▸ Task prompt: Locate every line in the items below that contains the word "blurred" and copy each of those lines. Case matters, so uppercase and lowercase letters count as different.

▸ Exercise inputs:

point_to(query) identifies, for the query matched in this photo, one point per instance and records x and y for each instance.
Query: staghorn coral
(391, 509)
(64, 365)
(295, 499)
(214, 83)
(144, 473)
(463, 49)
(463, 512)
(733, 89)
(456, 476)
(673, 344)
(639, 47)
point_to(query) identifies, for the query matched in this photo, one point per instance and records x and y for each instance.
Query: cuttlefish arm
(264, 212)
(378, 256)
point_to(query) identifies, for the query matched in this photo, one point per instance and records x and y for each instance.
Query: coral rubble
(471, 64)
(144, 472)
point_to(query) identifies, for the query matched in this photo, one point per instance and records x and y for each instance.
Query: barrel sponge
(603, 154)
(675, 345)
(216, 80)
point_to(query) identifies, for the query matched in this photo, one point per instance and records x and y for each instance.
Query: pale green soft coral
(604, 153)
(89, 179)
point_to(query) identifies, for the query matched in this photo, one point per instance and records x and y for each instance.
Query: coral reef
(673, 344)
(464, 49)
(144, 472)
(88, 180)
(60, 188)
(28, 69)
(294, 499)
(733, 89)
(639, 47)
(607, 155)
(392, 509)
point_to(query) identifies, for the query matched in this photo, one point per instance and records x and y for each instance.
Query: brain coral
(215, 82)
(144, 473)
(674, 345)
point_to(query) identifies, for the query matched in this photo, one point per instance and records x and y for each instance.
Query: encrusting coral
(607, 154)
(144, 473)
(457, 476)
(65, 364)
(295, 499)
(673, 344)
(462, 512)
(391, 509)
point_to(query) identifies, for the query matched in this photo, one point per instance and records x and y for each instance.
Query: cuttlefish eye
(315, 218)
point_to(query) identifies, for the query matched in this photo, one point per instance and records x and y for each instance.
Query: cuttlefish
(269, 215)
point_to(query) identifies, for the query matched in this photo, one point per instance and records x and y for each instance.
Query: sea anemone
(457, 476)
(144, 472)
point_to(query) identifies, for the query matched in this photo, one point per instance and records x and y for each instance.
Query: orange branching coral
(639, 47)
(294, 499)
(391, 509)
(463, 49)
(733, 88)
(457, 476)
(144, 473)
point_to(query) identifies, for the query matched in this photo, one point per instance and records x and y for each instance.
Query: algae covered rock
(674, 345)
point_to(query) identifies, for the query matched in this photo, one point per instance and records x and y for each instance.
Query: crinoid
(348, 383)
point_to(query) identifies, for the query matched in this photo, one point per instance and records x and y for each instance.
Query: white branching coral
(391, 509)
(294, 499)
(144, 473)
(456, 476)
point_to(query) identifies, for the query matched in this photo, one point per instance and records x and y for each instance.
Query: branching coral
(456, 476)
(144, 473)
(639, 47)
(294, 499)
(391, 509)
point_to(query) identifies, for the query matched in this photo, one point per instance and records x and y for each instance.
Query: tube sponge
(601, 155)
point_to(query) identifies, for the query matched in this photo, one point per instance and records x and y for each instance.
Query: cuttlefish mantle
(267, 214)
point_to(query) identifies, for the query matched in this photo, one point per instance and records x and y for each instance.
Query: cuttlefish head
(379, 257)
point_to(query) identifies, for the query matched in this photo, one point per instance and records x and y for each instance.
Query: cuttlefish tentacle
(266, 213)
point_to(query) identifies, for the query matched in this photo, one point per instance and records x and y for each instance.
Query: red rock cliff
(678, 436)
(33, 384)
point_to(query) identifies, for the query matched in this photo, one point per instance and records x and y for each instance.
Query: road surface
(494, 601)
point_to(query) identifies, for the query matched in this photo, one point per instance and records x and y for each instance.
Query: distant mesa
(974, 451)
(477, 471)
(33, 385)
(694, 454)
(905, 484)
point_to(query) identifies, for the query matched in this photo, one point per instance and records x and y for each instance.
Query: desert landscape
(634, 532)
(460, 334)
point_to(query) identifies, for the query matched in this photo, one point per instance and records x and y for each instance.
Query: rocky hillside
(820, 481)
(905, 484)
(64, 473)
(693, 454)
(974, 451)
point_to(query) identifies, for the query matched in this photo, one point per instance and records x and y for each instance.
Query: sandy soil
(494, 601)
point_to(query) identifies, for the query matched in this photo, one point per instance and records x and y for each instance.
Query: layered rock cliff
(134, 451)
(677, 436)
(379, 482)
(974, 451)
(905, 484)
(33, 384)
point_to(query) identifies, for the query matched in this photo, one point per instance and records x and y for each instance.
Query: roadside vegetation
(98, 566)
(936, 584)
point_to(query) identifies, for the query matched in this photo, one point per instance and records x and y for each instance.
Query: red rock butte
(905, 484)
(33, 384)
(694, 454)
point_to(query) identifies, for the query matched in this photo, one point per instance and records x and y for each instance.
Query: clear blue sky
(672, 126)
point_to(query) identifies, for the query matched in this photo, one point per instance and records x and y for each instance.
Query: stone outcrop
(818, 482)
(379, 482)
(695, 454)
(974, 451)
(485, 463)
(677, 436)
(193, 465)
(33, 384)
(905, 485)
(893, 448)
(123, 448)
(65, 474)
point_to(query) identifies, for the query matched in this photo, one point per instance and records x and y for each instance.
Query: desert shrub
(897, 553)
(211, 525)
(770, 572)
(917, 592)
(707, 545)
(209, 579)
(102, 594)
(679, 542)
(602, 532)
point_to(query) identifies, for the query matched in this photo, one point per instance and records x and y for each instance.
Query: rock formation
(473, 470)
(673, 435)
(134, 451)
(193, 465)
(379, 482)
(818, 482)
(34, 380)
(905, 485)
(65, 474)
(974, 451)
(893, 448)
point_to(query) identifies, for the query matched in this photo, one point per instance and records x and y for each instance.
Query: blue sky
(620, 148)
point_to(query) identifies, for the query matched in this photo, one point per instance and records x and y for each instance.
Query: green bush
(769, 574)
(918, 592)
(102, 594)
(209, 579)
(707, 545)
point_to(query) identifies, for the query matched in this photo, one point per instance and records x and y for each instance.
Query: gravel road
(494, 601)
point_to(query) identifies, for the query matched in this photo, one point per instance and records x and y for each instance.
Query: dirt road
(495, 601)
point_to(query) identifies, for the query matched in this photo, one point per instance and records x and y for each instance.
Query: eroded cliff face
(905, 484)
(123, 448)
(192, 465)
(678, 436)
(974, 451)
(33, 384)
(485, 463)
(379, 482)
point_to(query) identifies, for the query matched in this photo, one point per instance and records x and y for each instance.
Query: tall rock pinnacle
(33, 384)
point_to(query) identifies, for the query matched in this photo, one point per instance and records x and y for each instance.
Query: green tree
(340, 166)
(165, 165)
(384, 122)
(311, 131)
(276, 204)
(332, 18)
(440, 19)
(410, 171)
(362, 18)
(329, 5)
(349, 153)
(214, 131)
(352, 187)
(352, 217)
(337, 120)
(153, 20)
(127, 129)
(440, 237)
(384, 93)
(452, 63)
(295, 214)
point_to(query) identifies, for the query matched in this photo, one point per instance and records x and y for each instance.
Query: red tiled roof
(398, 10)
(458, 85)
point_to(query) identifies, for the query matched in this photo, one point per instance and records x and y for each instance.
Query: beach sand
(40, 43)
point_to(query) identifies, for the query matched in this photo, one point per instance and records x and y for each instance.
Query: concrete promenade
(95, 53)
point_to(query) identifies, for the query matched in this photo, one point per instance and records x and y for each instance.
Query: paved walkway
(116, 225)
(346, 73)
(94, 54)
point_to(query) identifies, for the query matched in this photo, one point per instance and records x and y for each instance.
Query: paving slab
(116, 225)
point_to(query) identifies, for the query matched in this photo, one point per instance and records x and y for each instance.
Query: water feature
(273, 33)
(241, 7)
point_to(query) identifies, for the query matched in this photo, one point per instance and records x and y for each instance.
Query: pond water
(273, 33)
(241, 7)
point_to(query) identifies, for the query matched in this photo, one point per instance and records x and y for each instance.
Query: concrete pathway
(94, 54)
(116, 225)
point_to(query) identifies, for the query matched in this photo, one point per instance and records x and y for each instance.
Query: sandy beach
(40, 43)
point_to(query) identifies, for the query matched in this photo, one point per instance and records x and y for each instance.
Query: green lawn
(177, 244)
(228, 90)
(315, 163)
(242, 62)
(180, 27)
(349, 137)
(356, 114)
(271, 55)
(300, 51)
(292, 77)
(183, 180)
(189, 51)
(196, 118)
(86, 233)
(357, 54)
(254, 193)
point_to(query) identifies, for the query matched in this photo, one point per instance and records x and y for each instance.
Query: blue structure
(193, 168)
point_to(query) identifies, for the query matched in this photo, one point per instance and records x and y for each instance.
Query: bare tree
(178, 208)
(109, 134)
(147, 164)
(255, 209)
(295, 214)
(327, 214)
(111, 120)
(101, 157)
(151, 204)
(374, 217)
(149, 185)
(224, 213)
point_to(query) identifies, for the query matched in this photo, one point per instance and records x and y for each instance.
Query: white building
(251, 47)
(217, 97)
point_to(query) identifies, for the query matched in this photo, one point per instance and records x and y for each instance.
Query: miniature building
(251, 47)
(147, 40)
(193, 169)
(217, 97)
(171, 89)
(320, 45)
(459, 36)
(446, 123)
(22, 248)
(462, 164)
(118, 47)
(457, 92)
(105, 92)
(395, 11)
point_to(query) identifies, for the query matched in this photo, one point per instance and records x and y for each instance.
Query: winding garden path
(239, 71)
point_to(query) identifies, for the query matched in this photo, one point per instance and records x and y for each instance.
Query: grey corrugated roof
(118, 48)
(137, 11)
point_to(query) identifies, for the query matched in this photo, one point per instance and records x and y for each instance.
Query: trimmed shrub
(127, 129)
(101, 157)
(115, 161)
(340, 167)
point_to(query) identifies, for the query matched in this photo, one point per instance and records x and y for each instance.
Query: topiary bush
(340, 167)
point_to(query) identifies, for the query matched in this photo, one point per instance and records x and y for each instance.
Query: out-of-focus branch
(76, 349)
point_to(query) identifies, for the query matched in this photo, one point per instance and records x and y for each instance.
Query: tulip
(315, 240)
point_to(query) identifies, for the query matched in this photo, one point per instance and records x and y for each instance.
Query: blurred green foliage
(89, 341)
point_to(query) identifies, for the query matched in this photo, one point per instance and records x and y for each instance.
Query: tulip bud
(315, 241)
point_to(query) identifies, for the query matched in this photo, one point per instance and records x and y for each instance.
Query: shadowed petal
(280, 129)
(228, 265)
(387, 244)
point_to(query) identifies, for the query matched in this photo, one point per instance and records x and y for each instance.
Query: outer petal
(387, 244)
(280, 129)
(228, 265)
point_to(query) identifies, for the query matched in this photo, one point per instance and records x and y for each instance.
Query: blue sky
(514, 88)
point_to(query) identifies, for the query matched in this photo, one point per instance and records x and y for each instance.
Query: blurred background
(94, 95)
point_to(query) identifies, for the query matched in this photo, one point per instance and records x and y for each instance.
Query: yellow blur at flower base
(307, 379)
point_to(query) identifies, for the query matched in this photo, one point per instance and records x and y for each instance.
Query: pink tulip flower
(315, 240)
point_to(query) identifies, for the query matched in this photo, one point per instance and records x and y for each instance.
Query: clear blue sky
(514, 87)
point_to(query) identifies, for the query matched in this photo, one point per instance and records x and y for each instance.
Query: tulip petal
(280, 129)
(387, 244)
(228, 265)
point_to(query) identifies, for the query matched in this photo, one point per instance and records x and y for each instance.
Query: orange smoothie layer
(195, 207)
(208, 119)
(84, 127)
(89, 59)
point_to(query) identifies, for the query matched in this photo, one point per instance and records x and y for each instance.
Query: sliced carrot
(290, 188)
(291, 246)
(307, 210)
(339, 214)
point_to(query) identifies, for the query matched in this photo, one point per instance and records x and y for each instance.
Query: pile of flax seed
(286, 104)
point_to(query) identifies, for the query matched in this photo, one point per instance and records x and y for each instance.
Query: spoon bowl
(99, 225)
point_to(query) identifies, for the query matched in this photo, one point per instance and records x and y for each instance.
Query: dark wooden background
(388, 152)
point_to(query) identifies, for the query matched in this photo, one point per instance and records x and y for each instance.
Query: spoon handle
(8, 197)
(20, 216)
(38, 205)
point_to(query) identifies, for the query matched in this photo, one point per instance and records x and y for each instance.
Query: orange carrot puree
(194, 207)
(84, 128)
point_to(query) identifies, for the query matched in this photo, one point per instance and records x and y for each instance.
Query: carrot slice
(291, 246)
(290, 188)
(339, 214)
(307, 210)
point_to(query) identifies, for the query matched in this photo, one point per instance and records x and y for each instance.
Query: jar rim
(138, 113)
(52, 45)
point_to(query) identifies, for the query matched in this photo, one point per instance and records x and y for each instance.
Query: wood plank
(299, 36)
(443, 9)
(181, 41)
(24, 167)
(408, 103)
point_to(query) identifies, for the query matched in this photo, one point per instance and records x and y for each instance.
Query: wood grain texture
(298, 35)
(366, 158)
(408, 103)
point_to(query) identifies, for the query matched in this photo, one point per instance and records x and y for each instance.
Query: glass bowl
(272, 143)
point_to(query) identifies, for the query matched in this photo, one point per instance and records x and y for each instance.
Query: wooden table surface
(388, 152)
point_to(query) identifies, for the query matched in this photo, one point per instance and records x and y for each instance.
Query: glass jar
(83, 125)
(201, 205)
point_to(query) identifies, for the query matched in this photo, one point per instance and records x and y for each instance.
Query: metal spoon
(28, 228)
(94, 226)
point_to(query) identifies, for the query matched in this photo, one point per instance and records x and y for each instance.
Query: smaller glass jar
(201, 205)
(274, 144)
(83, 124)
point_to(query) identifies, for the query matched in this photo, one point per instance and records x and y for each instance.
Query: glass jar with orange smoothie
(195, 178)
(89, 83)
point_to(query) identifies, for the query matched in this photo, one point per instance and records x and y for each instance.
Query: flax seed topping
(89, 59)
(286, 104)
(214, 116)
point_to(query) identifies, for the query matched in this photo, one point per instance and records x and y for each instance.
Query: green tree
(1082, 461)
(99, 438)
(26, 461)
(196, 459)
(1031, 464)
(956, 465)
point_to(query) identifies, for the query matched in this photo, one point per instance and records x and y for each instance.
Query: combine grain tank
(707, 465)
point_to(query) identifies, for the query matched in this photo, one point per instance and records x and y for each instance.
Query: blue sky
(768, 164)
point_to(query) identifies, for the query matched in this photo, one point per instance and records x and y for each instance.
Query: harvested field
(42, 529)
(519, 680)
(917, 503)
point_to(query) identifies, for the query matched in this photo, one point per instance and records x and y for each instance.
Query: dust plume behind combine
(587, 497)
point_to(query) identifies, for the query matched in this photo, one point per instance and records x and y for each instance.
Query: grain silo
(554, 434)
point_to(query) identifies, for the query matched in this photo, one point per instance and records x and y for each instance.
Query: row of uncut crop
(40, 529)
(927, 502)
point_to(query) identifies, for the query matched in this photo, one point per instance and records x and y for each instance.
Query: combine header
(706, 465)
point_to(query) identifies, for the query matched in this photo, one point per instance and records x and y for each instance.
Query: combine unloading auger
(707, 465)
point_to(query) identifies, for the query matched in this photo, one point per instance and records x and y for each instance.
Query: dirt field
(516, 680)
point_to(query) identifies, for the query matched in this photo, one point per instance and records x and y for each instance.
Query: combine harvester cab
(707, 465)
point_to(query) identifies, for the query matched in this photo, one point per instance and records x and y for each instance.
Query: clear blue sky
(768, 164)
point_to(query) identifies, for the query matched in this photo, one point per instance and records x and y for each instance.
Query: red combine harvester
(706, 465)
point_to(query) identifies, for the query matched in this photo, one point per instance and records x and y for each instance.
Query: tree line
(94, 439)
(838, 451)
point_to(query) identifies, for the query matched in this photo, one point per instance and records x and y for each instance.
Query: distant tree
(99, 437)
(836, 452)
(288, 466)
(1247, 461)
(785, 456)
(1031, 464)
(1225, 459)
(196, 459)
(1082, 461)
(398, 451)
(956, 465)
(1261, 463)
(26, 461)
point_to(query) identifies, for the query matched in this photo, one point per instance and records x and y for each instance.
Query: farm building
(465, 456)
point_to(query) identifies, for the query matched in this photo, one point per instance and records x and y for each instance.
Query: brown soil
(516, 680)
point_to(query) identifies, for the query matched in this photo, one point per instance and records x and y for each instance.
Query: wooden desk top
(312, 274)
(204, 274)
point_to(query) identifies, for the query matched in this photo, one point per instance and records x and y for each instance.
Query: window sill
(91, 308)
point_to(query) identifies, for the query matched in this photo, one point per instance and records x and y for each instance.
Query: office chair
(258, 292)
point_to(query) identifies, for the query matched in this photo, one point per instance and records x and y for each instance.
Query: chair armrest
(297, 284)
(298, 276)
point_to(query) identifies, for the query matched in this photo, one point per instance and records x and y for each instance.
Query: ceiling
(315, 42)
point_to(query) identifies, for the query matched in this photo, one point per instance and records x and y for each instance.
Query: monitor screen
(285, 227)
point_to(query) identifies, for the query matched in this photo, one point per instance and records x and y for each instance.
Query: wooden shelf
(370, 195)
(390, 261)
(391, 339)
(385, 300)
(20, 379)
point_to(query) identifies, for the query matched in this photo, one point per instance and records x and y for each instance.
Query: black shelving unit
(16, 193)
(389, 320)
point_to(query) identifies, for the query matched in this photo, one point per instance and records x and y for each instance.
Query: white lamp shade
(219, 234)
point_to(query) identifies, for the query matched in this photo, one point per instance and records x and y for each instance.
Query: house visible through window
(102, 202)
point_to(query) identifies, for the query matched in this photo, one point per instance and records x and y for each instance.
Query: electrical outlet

▸ Solution to this exercise:
Query: blurred green foliage
Query: blurred background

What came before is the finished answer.